→ Passage to read:
______

Cassandra database
CASSANDRA DATABASE
Cassandra is a distributed database management system which is open source with wide column store, NoSQL database to handle large amount of data across many commodity servers which provides high availability with no single point of failure. It is written in Java and developed by Apache Software Foundation.
Avinash Lakshman & Prashant Malik initially developed the Cassandra at Facebook to power the Facebook inbox search feature. Facebook released Cassandra as an opensource project on Google code in July 2008. In March 2009 it became an Apache Incubator project and in February 2010 it becomes a top-level project. Due to its outstanding technical features Cassandra becomes so popular.
Apache Cassandra is used to manage very large amounts of structure data spread out across the world. It provides highly available service with no single point of failure. Listed below are some points of Apache Cassandra:
- It is scalable, fault-tolerant, and consistent.
- It is column-oriented database.
- Its distributed design is based on Amazon’s Dynamo and its data model on Google’s Big table.
- It is Created at Facebook and it differs sharply from relational database management systems.
Cassandra implements a Dynamo-style replication model with no single point of failure but its add a more powerful “column family” data model. Cassandra is being used by some of the biggest companies such as Facebook, Twitter, Cisco, Rackspace, eBay, Netflix, and more.
The design goal of a Cassandra is to handle big data workloads across multiple nodes without any single point of failure. Cassandra has peer-to-peer distributed system across its nodes, and data is distributed among all the nodes of the cluster.
All the nodes of Cassandra in a cluster play the same role. Each node is independent, at the same time interconnected to other nodes. Each node in a cluster can accept read and write requests, regardless of where the data is actually located in the cluster. When a node goes down, read/write request can be served from other nodes in the network.

______

→ Data to use:
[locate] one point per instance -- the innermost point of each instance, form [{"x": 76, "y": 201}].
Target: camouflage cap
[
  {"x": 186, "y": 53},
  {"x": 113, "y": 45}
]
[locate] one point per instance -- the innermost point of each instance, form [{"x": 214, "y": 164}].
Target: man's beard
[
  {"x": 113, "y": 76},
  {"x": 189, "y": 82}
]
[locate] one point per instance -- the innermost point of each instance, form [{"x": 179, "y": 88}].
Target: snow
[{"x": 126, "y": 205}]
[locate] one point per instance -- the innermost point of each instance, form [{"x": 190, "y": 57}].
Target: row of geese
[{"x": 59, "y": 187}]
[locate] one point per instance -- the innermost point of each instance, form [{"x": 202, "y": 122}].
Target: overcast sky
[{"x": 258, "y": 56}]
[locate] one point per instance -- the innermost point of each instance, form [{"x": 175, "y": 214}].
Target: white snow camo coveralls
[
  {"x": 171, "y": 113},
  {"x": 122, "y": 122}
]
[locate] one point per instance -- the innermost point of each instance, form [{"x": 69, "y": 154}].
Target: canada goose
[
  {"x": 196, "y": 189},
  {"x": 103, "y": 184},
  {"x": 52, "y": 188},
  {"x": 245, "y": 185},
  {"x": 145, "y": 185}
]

______

→ What is asked:
A – Retype the Cassandra passage in full, with no changes.
B – Extract every line of the records that contains the string "snow", treating uppercase and lowercase as different.

→ The responses:
A –
Cassandra database
CASSANDRA DATABASE
Cassandra is a distributed database management system which is open source with wide column store, NoSQL database to handle large amount of data across many commodity servers which provides high availability with no single point of failure. It is written in Java and developed by Apache Software Foundation.
Avinash Lakshman & Prashant Malik initially developed the Cassandra at Facebook to power the Facebook inbox search feature. Facebook released Cassandra as an opensource project on Google code in July 2008. In March 2009 it became an Apache Incubator project and in February 2010 it becomes a top-level project. Due to its outstanding technical features Cassandra becomes so popular.
Apache Cassandra is used to manage very large amounts of structure data spread out across the world. It provides highly available service with no single point of failure. Listed below are some points of Apache Cassandra:
- It is scalable, fault-tolerant, and consistent.
- It is column-oriented database.
- Its distributed design is based on Amazon’s Dynamo and its data model on Google’s Big table.
- It is Created at Facebook and it differs sharply from relational database management systems.
Cassandra implements a Dynamo-style replication model with no single point of failure but its add a more powerful “column family” data model. Cassandra is being used by some of the biggest companies such as Facebook, Twitter, Cisco, Rackspace, eBay, Netflix, and more.
The design goal of a Cassandra is to handle big data workloads across multiple nodes without any single point of failure. Cassandra has peer-to-peer distributed system across its nodes, and data is distributed among all the nodes of the cluster.
All the nodes of Cassandra in a cluster play the same role. Each node is independent, at the same time interconnected to other nodes. Each node in a cluster can accept read and write requests, regardless of where the data is actually located in the cluster. When a node goes down, read/write request can be served from other nodes in the network.

B –
Target: snow
Target: white snow camo coveralls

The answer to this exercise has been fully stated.